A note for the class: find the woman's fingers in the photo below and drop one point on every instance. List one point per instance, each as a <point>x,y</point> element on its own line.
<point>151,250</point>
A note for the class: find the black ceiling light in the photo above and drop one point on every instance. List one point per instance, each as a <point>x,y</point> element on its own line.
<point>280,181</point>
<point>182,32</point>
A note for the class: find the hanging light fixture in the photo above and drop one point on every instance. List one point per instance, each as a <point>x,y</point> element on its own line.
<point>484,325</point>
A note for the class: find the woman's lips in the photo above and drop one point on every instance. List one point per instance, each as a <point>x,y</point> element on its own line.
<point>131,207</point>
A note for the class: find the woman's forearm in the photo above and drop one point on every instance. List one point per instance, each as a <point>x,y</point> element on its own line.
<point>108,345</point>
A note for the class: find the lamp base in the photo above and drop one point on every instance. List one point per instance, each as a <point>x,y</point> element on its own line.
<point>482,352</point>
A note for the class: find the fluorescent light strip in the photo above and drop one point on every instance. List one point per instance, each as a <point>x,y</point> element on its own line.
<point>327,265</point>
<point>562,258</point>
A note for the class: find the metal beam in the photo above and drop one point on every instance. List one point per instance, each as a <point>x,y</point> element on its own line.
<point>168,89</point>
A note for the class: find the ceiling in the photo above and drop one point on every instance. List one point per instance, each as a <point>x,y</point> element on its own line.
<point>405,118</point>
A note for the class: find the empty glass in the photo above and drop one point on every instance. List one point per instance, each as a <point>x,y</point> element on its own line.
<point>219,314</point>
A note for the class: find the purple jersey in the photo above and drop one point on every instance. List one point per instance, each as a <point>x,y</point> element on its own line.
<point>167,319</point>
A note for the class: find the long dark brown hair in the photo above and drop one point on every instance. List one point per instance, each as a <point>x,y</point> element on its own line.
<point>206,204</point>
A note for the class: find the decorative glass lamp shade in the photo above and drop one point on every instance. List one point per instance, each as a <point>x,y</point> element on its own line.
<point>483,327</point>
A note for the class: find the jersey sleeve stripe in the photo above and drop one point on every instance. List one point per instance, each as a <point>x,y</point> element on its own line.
■ ■ ■ ■
Reproduce every line above, substituting "place" for "drop" and leaving all other text unchanged.

A note for the class: find the woman's fingers in the photo below and place one point on every instance. List one point per instance, each as a <point>x,y</point> element on its own line.
<point>151,250</point>
A note for the class: find the black ceiling light in the photo above and place one point on every instance. List one point per instance, each as a <point>x,y</point> element on its own line.
<point>280,181</point>
<point>182,32</point>
A note for the class: find the hanging light fixture in the photo above and place one point on every instance. List one point per instance, each as a <point>x,y</point> element on its own line.
<point>484,325</point>
A note for the class: find the woman's lips in the photo above and place one point on every instance. List one point per instance, each as a <point>x,y</point> element on its own line.
<point>131,207</point>
A note for the class: find the woman's forearm in the photo above and place one point on every instance. List one point per instance, each as a <point>x,y</point> element on its own line.
<point>108,345</point>
A note for the class: find the lamp base in the photo above and place one point on every instance. List one point per instance, each as a <point>x,y</point> element on its own line.
<point>482,352</point>
A note for the class: find the fluorescent light strip in the photo above and place one point on every instance. List one point per instance, each as a <point>x,y</point> element on its own line.
<point>327,265</point>
<point>562,258</point>
A note for the class: find the metal beam in the photo above and place one point on every instance. List one point per instance, each as a <point>x,y</point> element on its own line.
<point>168,89</point>
A note for the class: find the ceiling in the photo above and place one point on every instance. List one point per instance, each as a <point>x,y</point> element on its own line.
<point>405,118</point>
A note for the class: find the empty glass in the photo above and place one point on every instance. List one point per instance, each as a <point>x,y</point> element on its own line.
<point>219,314</point>
A note for the class: find the purple jersey in the photo above and place one point on every instance. List one point per instance, each as a <point>x,y</point> element on its own line.
<point>167,319</point>
A note for the class: find the long dark brown hair in the photo above and place one point on every instance. List one point per instance, each as a <point>x,y</point> element on its own line.
<point>206,204</point>
A note for the class: find the decorative glass lamp shade in the photo above and place one point on every instance. List one point per instance, each as a <point>x,y</point> element on its own line.
<point>483,327</point>
A note for the class: find the jersey sleeve stripe in the photo above and place one point on every instance. List one point per instance, each as a <point>x,y</point> element on its own line.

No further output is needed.